Content starts
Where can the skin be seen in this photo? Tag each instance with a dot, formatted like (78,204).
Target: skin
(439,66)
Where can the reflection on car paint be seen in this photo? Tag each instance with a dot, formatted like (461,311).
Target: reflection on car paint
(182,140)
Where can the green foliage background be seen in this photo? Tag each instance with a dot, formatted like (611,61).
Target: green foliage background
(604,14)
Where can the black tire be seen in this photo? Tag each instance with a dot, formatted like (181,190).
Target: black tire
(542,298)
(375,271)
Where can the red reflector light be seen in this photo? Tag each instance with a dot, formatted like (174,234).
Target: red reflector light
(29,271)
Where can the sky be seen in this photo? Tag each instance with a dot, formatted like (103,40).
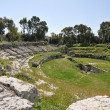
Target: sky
(58,13)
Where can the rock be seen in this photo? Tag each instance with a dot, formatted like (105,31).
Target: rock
(46,93)
(10,101)
(94,103)
(1,68)
(35,64)
(22,89)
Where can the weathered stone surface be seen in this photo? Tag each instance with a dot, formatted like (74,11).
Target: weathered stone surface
(10,101)
(22,89)
(94,103)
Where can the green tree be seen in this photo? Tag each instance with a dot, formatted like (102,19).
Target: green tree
(84,34)
(35,28)
(69,36)
(12,34)
(104,32)
(2,27)
(24,24)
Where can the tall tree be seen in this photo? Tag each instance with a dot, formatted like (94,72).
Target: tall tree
(104,32)
(69,36)
(83,33)
(24,24)
(36,29)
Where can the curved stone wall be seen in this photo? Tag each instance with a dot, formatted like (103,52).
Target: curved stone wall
(52,57)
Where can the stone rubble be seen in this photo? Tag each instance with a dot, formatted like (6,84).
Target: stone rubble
(16,94)
(24,90)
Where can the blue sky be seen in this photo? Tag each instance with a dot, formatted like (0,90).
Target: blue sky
(58,13)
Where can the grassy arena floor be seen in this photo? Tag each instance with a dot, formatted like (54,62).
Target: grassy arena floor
(72,83)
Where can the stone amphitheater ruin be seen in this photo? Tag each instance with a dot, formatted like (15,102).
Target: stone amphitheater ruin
(16,94)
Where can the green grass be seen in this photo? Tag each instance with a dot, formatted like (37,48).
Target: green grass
(70,81)
(4,62)
(99,50)
(105,65)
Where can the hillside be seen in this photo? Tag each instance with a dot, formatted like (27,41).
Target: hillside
(57,76)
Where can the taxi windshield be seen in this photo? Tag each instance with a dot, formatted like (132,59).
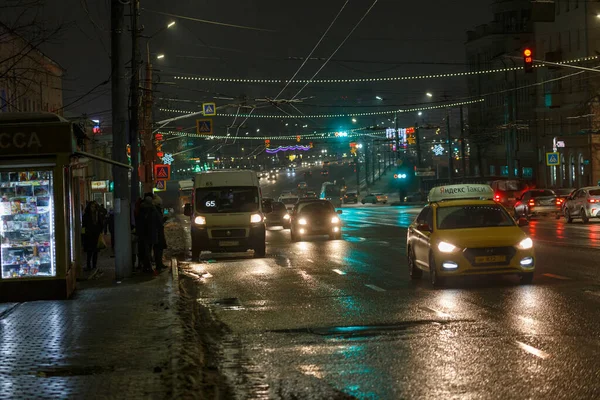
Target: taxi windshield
(473,216)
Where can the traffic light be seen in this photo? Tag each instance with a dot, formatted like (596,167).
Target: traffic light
(528,60)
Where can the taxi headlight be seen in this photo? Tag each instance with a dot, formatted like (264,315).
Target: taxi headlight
(446,247)
(525,244)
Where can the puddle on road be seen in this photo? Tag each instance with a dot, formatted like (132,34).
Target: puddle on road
(369,330)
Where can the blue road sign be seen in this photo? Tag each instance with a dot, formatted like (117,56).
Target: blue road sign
(552,159)
(204,126)
(209,109)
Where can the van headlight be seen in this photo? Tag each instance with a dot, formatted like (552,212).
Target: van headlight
(525,244)
(446,247)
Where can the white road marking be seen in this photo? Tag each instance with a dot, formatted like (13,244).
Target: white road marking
(438,312)
(564,278)
(532,350)
(376,288)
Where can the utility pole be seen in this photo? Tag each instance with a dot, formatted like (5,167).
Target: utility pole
(462,143)
(123,265)
(134,113)
(449,138)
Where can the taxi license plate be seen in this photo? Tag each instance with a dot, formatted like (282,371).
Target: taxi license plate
(489,259)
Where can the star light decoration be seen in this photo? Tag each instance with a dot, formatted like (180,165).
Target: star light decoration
(168,159)
(438,150)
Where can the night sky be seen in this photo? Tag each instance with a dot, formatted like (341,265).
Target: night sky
(390,40)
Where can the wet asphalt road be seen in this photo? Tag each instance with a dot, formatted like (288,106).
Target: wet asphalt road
(322,317)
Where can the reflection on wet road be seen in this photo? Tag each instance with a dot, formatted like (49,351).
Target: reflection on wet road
(321,317)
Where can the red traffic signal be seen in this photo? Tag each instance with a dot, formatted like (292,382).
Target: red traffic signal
(528,60)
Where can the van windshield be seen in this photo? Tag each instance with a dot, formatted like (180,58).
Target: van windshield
(227,199)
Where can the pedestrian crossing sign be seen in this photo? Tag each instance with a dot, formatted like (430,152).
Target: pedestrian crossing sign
(204,126)
(552,159)
(162,172)
(209,109)
(160,186)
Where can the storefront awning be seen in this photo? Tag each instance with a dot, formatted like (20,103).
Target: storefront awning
(103,159)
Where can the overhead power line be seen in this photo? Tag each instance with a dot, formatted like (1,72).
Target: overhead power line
(313,50)
(205,21)
(336,50)
(362,80)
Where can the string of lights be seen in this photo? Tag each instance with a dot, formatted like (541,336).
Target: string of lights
(312,136)
(382,79)
(446,105)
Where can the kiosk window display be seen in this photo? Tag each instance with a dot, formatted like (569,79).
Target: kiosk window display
(27,224)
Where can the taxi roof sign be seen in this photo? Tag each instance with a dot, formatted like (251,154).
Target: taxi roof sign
(461,192)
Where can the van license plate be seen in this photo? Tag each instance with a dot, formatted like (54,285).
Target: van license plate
(489,259)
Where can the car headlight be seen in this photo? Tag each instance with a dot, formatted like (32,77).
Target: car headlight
(525,244)
(446,247)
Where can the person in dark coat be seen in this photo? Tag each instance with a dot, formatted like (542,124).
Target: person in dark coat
(147,225)
(162,242)
(93,226)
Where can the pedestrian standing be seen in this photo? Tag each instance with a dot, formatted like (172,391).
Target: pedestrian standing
(92,225)
(147,228)
(162,243)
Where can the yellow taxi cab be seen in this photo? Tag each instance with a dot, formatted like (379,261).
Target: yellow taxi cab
(462,231)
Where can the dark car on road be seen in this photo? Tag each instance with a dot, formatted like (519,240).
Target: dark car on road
(279,216)
(537,202)
(351,198)
(315,217)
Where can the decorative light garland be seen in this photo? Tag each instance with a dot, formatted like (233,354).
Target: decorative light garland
(287,148)
(312,136)
(462,103)
(359,80)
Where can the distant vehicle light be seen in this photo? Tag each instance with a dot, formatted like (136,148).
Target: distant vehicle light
(525,244)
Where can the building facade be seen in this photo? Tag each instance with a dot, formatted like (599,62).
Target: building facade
(567,107)
(29,80)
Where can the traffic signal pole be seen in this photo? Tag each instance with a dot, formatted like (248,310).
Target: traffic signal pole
(123,267)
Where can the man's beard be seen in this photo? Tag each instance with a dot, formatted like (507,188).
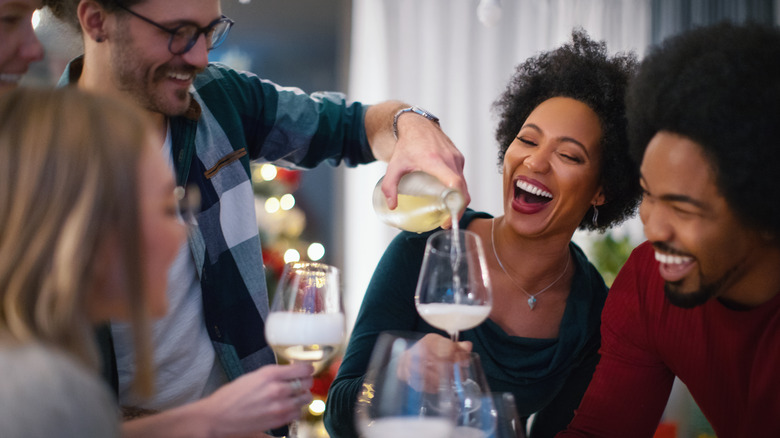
Content ends
▶ _Exercise prompt_:
Extract exactly and only the lines above from the line containing "Target: taxi license plate" through the line containing "Where can the string", both end lines included.

▶ _Response to the task_:
Target: taxi license plate
(489,259)
Where can the star light decoration be seen in this photo? Tag each instance with a dot, formatted like (180,165).
Target: star light decoration
(168,159)
(438,150)
Where can the night sky be seen in this photo? Tag each instance with a dot, formatted like (341,265).
Target: night sky
(390,40)
Where can the wet asphalt road be seen in this photo? Tag each instance with a dot, formatted like (288,106).
Target: wet asphalt road
(322,317)
Where can the reflection on wet road be seen in this photo? Tag each instance with a dot, formatted like (49,351).
Target: reflection on wet road
(321,317)
Where can the red traffic signal be seen in this photo? Tag each instance with a dot, formatted like (292,382).
Target: red traffic signal
(528,60)
Where can the van windshield be seen in this photo? Tag each instance with a dot, formatted like (180,58).
Target: van windshield
(227,199)
Where can the pedestrian crossing sign be seen in this photo? Tag each instance with a dot, formatted like (430,152).
Target: pedestrian crossing sign
(204,126)
(552,159)
(162,172)
(209,109)
(160,186)
Where can the storefront awning be seen in this photo? Tag each instance with a dot, formatted like (20,103).
Target: storefront awning
(103,159)
Where can the overhead power line be seen in this photo? Tag each instance with a dot, formatted like (1,72).
Target: overhead power line
(313,50)
(205,21)
(336,50)
(362,80)
Where can the string of lights be seen in this photo? Tag each instance with a dot, formatted like (541,336).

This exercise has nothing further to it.